— Work instructions —
Convert the lines of the items below into a JSON list of strings, one string per line, with blank lines omitted. Leave the pictures out of the list.

— Provided data —
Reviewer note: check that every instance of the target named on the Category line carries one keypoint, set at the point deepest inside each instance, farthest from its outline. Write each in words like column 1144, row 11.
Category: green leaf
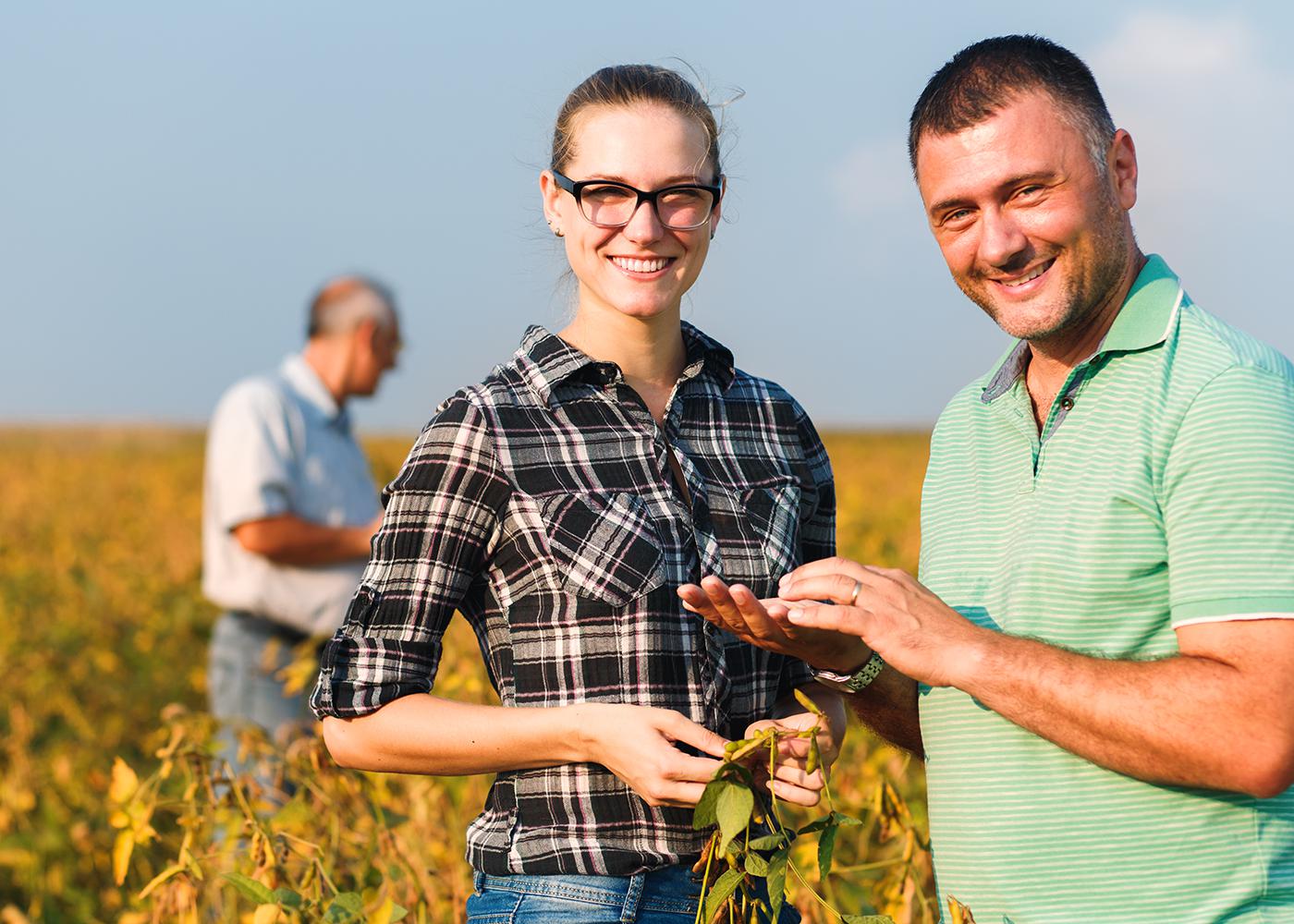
column 250, row 888
column 767, row 842
column 704, row 817
column 734, row 808
column 778, row 881
column 720, row 892
column 756, row 865
column 817, row 824
column 346, row 905
column 825, row 846
column 287, row 898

— Reply to the task —
[
  "Reviewer note: check that every instance of the target named on the Category line carries one keypoint, set at the point deepest inside each instance, farthest from its outline. Write each in words like column 1144, row 11.",
  "Category: green leaf",
  "column 250, row 888",
  "column 767, row 842",
  "column 704, row 817",
  "column 734, row 808",
  "column 778, row 881",
  "column 720, row 892",
  "column 756, row 865",
  "column 817, row 824",
  "column 346, row 905",
  "column 825, row 846",
  "column 287, row 898"
]